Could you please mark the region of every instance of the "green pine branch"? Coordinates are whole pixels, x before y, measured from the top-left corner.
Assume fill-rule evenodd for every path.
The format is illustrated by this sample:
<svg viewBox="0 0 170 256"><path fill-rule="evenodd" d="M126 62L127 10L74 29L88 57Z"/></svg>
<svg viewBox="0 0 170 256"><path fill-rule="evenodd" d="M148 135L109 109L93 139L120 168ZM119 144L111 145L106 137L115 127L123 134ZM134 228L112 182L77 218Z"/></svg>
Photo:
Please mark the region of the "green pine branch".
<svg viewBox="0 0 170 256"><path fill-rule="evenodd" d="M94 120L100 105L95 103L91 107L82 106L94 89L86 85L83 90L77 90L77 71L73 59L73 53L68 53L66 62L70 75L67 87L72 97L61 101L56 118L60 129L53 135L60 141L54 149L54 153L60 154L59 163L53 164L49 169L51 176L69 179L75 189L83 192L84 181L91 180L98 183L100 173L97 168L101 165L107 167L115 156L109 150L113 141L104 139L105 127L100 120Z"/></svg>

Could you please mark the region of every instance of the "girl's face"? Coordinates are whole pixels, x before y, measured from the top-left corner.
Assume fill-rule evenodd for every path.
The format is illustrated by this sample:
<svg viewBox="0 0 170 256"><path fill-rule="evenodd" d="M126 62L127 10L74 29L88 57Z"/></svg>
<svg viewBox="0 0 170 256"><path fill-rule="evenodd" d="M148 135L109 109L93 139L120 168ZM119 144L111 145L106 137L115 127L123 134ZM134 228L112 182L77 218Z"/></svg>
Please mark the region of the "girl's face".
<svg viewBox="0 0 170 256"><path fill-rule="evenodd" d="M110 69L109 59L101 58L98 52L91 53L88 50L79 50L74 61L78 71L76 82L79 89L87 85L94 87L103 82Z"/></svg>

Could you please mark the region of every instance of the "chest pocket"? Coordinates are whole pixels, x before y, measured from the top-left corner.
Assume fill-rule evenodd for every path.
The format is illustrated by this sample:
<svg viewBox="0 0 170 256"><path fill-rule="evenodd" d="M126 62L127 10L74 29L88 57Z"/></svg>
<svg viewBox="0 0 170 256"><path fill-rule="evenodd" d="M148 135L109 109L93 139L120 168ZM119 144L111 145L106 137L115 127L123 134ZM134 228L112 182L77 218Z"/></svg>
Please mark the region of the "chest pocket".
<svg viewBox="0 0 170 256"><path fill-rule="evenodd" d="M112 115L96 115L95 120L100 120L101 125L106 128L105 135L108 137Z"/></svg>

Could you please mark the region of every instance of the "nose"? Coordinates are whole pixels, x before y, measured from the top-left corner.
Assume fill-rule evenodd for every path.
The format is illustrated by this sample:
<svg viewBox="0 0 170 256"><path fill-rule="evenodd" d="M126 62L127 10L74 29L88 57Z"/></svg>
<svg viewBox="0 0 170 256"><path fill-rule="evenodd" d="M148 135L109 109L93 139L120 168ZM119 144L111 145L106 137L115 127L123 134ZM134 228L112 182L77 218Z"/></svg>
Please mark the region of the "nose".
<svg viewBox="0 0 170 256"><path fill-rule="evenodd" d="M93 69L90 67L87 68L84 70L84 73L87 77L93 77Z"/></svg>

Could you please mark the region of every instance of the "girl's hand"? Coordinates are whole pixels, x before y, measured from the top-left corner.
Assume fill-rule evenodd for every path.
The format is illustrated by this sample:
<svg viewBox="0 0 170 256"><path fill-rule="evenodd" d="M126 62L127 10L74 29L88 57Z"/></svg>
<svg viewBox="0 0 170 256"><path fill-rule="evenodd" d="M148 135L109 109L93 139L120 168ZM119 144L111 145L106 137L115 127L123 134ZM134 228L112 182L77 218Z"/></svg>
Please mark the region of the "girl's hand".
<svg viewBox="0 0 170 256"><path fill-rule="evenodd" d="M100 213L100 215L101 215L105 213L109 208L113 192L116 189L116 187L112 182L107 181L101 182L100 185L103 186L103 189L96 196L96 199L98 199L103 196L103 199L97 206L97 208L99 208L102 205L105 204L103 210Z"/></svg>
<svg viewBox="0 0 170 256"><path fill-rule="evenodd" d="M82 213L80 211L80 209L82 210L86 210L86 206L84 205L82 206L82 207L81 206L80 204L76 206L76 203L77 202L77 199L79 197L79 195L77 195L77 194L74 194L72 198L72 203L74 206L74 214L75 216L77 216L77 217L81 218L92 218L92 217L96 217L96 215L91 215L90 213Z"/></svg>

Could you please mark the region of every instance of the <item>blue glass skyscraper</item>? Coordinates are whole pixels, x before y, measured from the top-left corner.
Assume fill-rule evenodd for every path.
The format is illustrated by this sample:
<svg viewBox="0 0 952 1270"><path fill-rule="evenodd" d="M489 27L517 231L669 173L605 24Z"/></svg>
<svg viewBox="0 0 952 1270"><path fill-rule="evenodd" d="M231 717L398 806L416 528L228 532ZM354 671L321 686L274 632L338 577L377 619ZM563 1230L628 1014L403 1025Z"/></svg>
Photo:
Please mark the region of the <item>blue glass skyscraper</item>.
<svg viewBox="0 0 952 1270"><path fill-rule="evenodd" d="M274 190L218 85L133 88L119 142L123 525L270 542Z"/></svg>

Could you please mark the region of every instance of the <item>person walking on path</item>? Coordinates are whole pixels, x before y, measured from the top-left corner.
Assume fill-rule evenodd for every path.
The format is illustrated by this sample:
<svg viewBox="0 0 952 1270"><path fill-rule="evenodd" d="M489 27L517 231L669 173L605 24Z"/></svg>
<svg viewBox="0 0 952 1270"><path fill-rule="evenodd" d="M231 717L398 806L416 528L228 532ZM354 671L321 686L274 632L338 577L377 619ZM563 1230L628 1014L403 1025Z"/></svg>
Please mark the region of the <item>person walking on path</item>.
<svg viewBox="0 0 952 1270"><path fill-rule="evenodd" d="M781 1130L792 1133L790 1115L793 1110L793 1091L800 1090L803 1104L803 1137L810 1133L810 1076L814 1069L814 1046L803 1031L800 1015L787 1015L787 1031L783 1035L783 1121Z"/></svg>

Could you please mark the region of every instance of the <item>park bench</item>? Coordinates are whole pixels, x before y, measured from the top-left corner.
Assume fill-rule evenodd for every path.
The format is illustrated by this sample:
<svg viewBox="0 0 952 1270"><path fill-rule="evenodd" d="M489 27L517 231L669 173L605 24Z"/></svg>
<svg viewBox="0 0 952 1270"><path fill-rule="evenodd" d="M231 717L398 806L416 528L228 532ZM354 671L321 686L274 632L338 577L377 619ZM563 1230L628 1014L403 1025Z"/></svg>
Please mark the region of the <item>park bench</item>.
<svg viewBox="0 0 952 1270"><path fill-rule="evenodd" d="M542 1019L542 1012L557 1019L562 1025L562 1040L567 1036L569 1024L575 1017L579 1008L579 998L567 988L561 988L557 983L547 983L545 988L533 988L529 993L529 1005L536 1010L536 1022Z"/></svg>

• _Written request_
Output the whole listing above again, word for word.

• _Result of the task_
Could you please mark the region of every instance of the "green pine branch"? Coordinates are whole pixels, x before y, measured from the top-left corner.
Assume fill-rule evenodd for every path.
The format is illustrated by this sample:
<svg viewBox="0 0 170 256"><path fill-rule="evenodd" d="M126 62L127 10L74 29L88 57Z"/></svg>
<svg viewBox="0 0 170 256"><path fill-rule="evenodd" d="M148 135L109 109L93 139L120 168ZM119 144L111 145L106 137L115 127L123 134ZM134 228L112 182L77 218Z"/></svg>
Photo:
Please mark the region of the "green pine branch".
<svg viewBox="0 0 170 256"><path fill-rule="evenodd" d="M94 120L100 105L95 103L91 107L82 106L94 89L86 85L83 90L77 90L77 71L73 59L73 53L68 53L66 62L70 75L67 87L72 97L61 101L56 118L60 129L53 135L60 141L54 149L54 153L60 154L59 163L53 164L49 169L51 176L69 179L75 189L83 192L84 181L91 180L98 183L100 173L97 168L101 165L107 167L115 156L109 150L113 141L104 139L105 127L100 120Z"/></svg>

Could you please mark the region of every instance of the "girl's face"? Coordinates are whole pixels, x before y, measured from the top-left corner.
Assume fill-rule evenodd for every path.
The format is illustrated by this sample:
<svg viewBox="0 0 170 256"><path fill-rule="evenodd" d="M126 62L127 10L74 29L88 57Z"/></svg>
<svg viewBox="0 0 170 256"><path fill-rule="evenodd" d="M148 135L109 109L93 139L120 168ZM119 144L111 145L106 137L115 127L123 134ZM134 228L112 182L77 218Z"/></svg>
Please mark the region of the "girl's face".
<svg viewBox="0 0 170 256"><path fill-rule="evenodd" d="M110 69L109 59L101 58L98 52L91 53L88 50L79 50L74 61L78 71L76 82L79 89L87 85L94 87L103 82Z"/></svg>

Could you please mark the region of every instance of the "chest pocket"? Coordinates are whole pixels, x before y, measured from the top-left corner.
Assume fill-rule evenodd for every path.
The format is illustrated by this sample:
<svg viewBox="0 0 170 256"><path fill-rule="evenodd" d="M126 62L127 10L74 29L88 57Z"/></svg>
<svg viewBox="0 0 170 256"><path fill-rule="evenodd" d="M148 135L109 109L93 139L120 168ZM119 144L111 145L106 137L115 127L123 134ZM134 228L112 182L77 218Z"/></svg>
Please mark the region of the "chest pocket".
<svg viewBox="0 0 170 256"><path fill-rule="evenodd" d="M112 115L96 115L95 120L100 120L101 125L106 128L105 135L108 137Z"/></svg>

Could you please mark the region of every instance of the "nose"? Coordinates are whole pixels, x before y, measured from the top-left corner.
Assume fill-rule evenodd for every path.
The format is illustrated by this sample:
<svg viewBox="0 0 170 256"><path fill-rule="evenodd" d="M126 62L127 10L74 29L88 57Z"/></svg>
<svg viewBox="0 0 170 256"><path fill-rule="evenodd" d="M148 135L109 109L93 139L120 168ZM119 144L111 145L106 137L115 127L123 134ZM134 228L112 182L77 218Z"/></svg>
Please mark the region of the "nose".
<svg viewBox="0 0 170 256"><path fill-rule="evenodd" d="M93 69L90 67L87 68L84 70L84 73L87 77L93 77Z"/></svg>

Could you please mark the region of every instance of the "girl's hand"? Coordinates are whole pixels, x before y, measured from the top-left corner.
Assume fill-rule evenodd for every path.
The format is illustrated by this sample:
<svg viewBox="0 0 170 256"><path fill-rule="evenodd" d="M126 62L127 10L74 29L88 57Z"/></svg>
<svg viewBox="0 0 170 256"><path fill-rule="evenodd" d="M148 135L109 109L93 139L120 168ZM119 144L111 145L106 137L115 127L123 134ZM134 228L112 182L77 218Z"/></svg>
Please mark the region of the "girl's hand".
<svg viewBox="0 0 170 256"><path fill-rule="evenodd" d="M100 213L100 215L101 215L105 213L109 208L113 192L116 189L116 187L112 182L107 181L101 182L100 185L103 186L103 189L96 196L96 199L98 199L103 196L103 199L97 206L97 208L99 208L102 205L105 204L103 210Z"/></svg>
<svg viewBox="0 0 170 256"><path fill-rule="evenodd" d="M82 213L80 211L80 209L82 210L86 210L86 206L84 205L82 206L82 207L81 206L80 204L76 206L76 203L77 202L77 199L79 197L79 195L77 195L77 194L74 194L72 198L72 203L74 206L74 214L75 216L77 216L77 217L81 218L92 218L92 217L96 217L96 215L91 215L90 213Z"/></svg>

Could you please mark the region of every instance of the <item>blue glass skyscraper</item>? Coordinates are whole pixels, x before y, measured from the top-left corner.
Assume fill-rule evenodd for every path.
The format is illustrated by this sample:
<svg viewBox="0 0 952 1270"><path fill-rule="evenodd" d="M489 27L517 231L669 173L605 24Z"/></svg>
<svg viewBox="0 0 952 1270"><path fill-rule="evenodd" d="M231 717L398 806L416 528L228 532ZM354 671L321 686L274 632L338 577L377 619ZM563 1230L628 1014L403 1025Z"/></svg>
Photo:
Please mark the region of the <item>blue glass skyscraper</item>.
<svg viewBox="0 0 952 1270"><path fill-rule="evenodd" d="M274 190L218 85L133 88L119 142L123 525L270 542Z"/></svg>

Could you please mark the region of every instance of the <item>person walking on path</item>? Coordinates are whole pixels, x before y, measured from the top-left corner.
Assume fill-rule evenodd for every path.
The format is illustrated by this sample:
<svg viewBox="0 0 952 1270"><path fill-rule="evenodd" d="M489 27L517 231L669 173L605 24Z"/></svg>
<svg viewBox="0 0 952 1270"><path fill-rule="evenodd" d="M231 717L398 806L416 528L228 532ZM354 671L321 686L274 632L338 577L377 619ZM563 1230L628 1014L403 1025Z"/></svg>
Please mark the region of the <item>person walking on path</item>.
<svg viewBox="0 0 952 1270"><path fill-rule="evenodd" d="M781 1130L792 1133L790 1115L793 1110L793 1091L800 1090L803 1104L803 1137L810 1133L810 1076L814 1069L814 1046L803 1031L800 1015L787 1015L787 1031L783 1035L783 1121Z"/></svg>

Could you please mark the region of every instance of the <item>park bench</item>? Coordinates are whole pixels, x before y, measured from the top-left corner.
Assume fill-rule evenodd for every path.
The format is illustrated by this sample:
<svg viewBox="0 0 952 1270"><path fill-rule="evenodd" d="M489 27L517 231L669 173L605 24Z"/></svg>
<svg viewBox="0 0 952 1270"><path fill-rule="evenodd" d="M231 717L398 806L416 528L228 532ZM354 671L321 686L274 632L338 577L377 619ZM563 1230L628 1014L403 1025Z"/></svg>
Please mark the region of the <item>park bench</item>.
<svg viewBox="0 0 952 1270"><path fill-rule="evenodd" d="M542 1019L542 1012L557 1019L562 1025L562 1040L567 1036L569 1024L575 1017L579 1008L579 998L567 988L561 988L557 983L547 983L545 988L533 988L529 993L529 1005L536 1010L536 1022Z"/></svg>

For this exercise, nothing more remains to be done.